| Passage |
◆ ◆ ◆

Running Shelving, Inc. for 40 years, founder Jack Schodowski has since passed on the company to three of his sonsJoe, Mike and John, as well as his son-in-law Jim Aiello.

Chatting with a few of these co-owners, we dove into their venture taking on the family business and what they’ve learned so far.

 

What do you think is the key to running a successful business?

Joe, President and CEO: Oh boy, where to begin. You need to lead by example and set the pace that you expect others to follow. Also have a clear vision and mission for the company and keep everyone in the loop. Then it’s important to put the right people in the right seats where they’ll thrive, as well as encourage feedback and constructive criticism because you don’t have all the answers.

Mike, VP of Sales: You have to be consistent, driven and have a good culture with good people. For me, playing a lot of sports at a young age taught me about discipline and focus which really helped in the long run.

Jim Aiello, Project Manager: Definitely persistence and determination. There are countless challenges along the way and you have to be prepared and have that drive to push through any difficulties with the end goal in mind.

 

How do you deal with / learn from failure?

Joe: When things don’t go as intended, you really need to take a step back, find the root cause of what went wrong and learn from it. You shouldn’t blame others but encourage a conversation about what happened, why, and what we’ll work on to fix it. That transparency is so important.

Mike: Working in sales, you deal with that on a daily basis. I choose to work smarter and listen better to the customers needs. After making a mistake, you can’t just say, “oh well, that’s how it went,” but learn from it so it doesn’t happen again.

Jim: You just do – it’s part of the process. Each time you fail, you learn ways to succeed. I’ve also always viewed failures, setbacks and problems as an opportunity to show what I’m made of. Everyone feels great when jobs are running smooth but the true test of someone’s metal is when the chips are down and things are tough. Whether internally or on customer projects, those are the times to prove that you will do whatever it takes to make things right. You will push to make each project successful and face every challenge head on.

 

Why is it important for Shelving, Inc. to donate a potion of its proceeds to The Capuchin Soup Kitchen?

Joe: As a kid it was drilled that you should do what you can to give back. We’ve come to realize that we don’t have to go very far to find people in need. It’s about respecting the dignity of others despite their economic circumstances. We’ve been given such a good opportunity and not everyone has that chance.

Mike: I think when much is given, much is expected. We’re fortunate to have this business and so we should give back in return.

Jim: We have never taken our success for granted and we’re very grateful for the blessings we have received. Because of this, we choose to share by giving to those in our community that are in need.

◆ ◆ ◆

| Parts of the exercise |
**1.** Name every person mentioned in the Shelving, Inc. interview.
**2.** Extend the Shelving, Inc. interview with the part that follows Jim's answer about giving to those in need.

◆ ◆ ◆

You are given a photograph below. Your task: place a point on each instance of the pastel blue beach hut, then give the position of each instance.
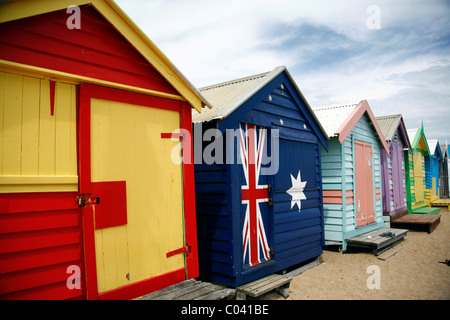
(393, 166)
(432, 170)
(259, 201)
(351, 171)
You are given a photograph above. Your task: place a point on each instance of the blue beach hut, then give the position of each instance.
(432, 171)
(257, 179)
(351, 172)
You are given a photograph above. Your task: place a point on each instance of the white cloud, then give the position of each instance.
(400, 68)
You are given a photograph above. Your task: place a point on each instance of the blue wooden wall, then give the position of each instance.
(294, 236)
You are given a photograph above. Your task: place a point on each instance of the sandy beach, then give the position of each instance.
(411, 271)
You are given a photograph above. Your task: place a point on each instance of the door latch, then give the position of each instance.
(85, 200)
(186, 250)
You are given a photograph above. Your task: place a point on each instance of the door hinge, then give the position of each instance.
(186, 250)
(85, 200)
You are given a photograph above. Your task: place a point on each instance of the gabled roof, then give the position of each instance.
(417, 135)
(435, 148)
(389, 126)
(444, 148)
(15, 10)
(339, 121)
(228, 96)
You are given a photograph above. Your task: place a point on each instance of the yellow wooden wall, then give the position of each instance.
(38, 151)
(126, 145)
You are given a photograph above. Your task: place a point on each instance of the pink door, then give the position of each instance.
(365, 212)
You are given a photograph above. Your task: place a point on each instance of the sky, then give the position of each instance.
(393, 53)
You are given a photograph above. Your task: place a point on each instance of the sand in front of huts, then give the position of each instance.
(412, 270)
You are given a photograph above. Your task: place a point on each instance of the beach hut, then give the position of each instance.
(393, 166)
(91, 204)
(351, 172)
(415, 172)
(259, 202)
(443, 173)
(432, 170)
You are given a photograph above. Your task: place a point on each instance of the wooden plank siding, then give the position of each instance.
(38, 151)
(292, 236)
(40, 237)
(338, 175)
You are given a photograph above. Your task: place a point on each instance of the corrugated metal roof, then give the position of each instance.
(432, 144)
(389, 125)
(332, 117)
(227, 96)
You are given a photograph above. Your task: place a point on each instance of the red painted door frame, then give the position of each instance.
(86, 92)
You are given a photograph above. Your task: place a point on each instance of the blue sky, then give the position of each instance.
(335, 58)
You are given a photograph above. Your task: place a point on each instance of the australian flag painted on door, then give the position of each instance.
(262, 212)
(254, 194)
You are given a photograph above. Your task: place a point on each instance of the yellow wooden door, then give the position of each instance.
(126, 145)
(418, 177)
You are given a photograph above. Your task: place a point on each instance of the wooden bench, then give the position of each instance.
(261, 286)
(191, 290)
(412, 220)
(375, 241)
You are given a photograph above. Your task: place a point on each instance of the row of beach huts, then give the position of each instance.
(93, 205)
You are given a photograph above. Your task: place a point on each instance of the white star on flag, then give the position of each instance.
(296, 191)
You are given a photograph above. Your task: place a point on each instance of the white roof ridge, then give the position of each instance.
(239, 80)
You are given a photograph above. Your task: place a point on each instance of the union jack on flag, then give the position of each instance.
(255, 245)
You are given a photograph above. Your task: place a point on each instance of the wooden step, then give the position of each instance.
(192, 290)
(261, 286)
(426, 210)
(375, 241)
(412, 221)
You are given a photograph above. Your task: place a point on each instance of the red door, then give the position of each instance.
(365, 212)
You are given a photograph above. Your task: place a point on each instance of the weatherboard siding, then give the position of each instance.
(294, 236)
(338, 175)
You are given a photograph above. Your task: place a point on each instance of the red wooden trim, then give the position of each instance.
(34, 202)
(52, 97)
(84, 174)
(143, 287)
(135, 98)
(186, 250)
(189, 194)
(172, 135)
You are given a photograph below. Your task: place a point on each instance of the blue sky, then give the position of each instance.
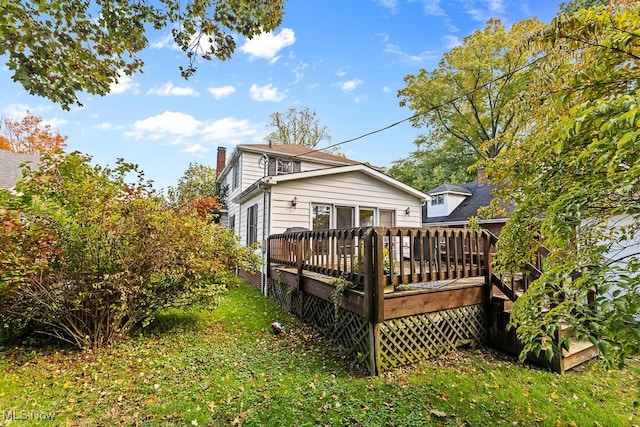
(344, 59)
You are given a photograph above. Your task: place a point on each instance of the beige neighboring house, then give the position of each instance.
(275, 188)
(10, 166)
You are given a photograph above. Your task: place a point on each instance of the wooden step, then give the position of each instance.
(579, 351)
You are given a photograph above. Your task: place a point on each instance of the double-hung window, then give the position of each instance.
(252, 224)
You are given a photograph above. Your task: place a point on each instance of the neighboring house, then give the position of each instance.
(453, 205)
(274, 188)
(10, 166)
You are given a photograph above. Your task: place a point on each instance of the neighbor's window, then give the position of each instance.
(321, 217)
(366, 217)
(235, 176)
(282, 166)
(344, 217)
(252, 224)
(387, 218)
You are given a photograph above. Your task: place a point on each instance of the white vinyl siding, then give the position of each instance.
(351, 189)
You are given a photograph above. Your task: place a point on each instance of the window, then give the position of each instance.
(366, 217)
(282, 166)
(387, 218)
(321, 217)
(252, 224)
(235, 176)
(344, 217)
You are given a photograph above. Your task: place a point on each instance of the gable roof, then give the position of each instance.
(10, 170)
(478, 196)
(288, 151)
(358, 167)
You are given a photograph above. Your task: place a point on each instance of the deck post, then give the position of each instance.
(299, 260)
(488, 268)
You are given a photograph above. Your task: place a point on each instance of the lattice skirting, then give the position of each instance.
(409, 339)
(351, 332)
(398, 342)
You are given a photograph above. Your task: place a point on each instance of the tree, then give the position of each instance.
(297, 126)
(576, 5)
(433, 164)
(59, 48)
(30, 136)
(467, 103)
(86, 256)
(574, 179)
(199, 184)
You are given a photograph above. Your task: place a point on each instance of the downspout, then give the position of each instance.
(266, 202)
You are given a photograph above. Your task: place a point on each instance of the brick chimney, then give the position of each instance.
(481, 178)
(221, 161)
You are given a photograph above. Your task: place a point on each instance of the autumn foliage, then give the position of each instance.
(86, 257)
(30, 136)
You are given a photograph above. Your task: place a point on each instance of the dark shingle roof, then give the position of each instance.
(10, 170)
(479, 196)
(449, 188)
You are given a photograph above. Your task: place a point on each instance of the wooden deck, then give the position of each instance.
(415, 292)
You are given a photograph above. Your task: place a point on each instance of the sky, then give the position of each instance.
(343, 59)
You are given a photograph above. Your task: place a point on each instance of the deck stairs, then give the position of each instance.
(505, 339)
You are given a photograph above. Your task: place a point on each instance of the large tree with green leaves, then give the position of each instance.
(469, 98)
(59, 48)
(575, 180)
(86, 256)
(297, 126)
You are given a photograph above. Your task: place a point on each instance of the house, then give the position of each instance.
(271, 189)
(453, 205)
(10, 167)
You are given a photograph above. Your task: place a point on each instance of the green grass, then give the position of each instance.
(224, 366)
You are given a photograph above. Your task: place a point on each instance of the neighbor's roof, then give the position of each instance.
(10, 170)
(449, 188)
(358, 167)
(478, 196)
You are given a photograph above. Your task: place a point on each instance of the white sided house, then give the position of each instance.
(271, 189)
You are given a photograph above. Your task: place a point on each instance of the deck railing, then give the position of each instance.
(396, 255)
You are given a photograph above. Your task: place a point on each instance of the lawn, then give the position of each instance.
(224, 366)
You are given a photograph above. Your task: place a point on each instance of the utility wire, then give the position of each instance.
(435, 107)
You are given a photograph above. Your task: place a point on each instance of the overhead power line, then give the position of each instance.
(435, 107)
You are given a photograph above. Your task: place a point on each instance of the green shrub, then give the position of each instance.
(85, 256)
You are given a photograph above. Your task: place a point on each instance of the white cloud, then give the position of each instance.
(451, 41)
(221, 91)
(125, 84)
(389, 4)
(298, 71)
(104, 126)
(411, 58)
(196, 149)
(18, 111)
(55, 123)
(195, 135)
(168, 89)
(267, 45)
(229, 130)
(266, 93)
(350, 85)
(166, 124)
(432, 7)
(166, 41)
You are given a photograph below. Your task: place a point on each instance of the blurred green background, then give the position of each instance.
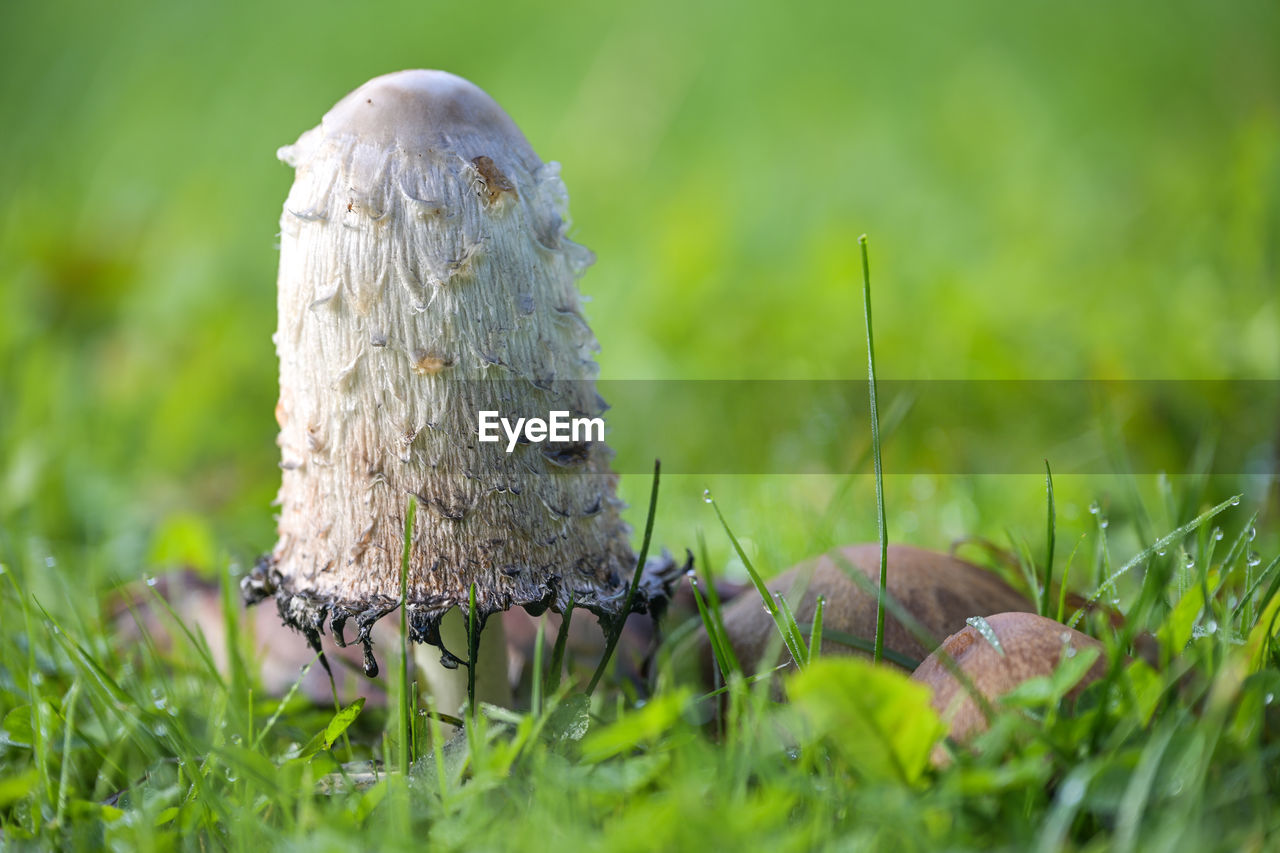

◆ ◆ ◆

| Results in order |
**1.** Jack Schodowski, Joe, Mike, John, and Jim Aiello.

**2.**
 

What has been your most satisfying/rewarding moment in business?

Joe: In 2011 we were recognized as one of the Edward Lowe Foundation’s Michigan 50 Companies to Watch. At first I couldn’t believe it but it was such a good affirmation that we were on the right track and we should keep doing what we’re doing.

Mike: For me it’s just been the relationships you establish with long-term customers. You get to know them on a personal level and not just as a customerabout their family and what they do and where they grew up. I’ve had a few of those friendships and it’s been great.  

Jim: This may not be the type of answer you’re looking for but it’s not one moment—it’s rather “the moment.” The moment your customer realizes you’re not just someone selling them something, but that you actually want to help. I’ve always said that you can’t fake “caring.” You cannot effectively go through the motions, provide options and complete projects on a continual basis (and keep customers) without truly caring.

 

In one word, summarize your experience as a co-owner thus far?

Joe: Enterprising; it’s given me an opportunity to try new things but stay within my zone of knowledge.

Mike: Fortunate.

Jim: Proud.

 

Lastly, why should someone choose to shop small?

Joe: Number one, the profits stay within the community. But you can also form a connection and have personal relationships with people in that company. We have customers call certain people in our group every so often. Everyone’s accessible and that won’t happen in big company.

Mike: I feel like being a small business, we have the ability to adapt and change to customers’ needs. For example, if we’re working with a customer on Friday and they need it done by Monday, we’ll come and finish it over the weekend. We can really focus on a customer’s needs and ultimately that’s what’s most important.

Jim: Because we care.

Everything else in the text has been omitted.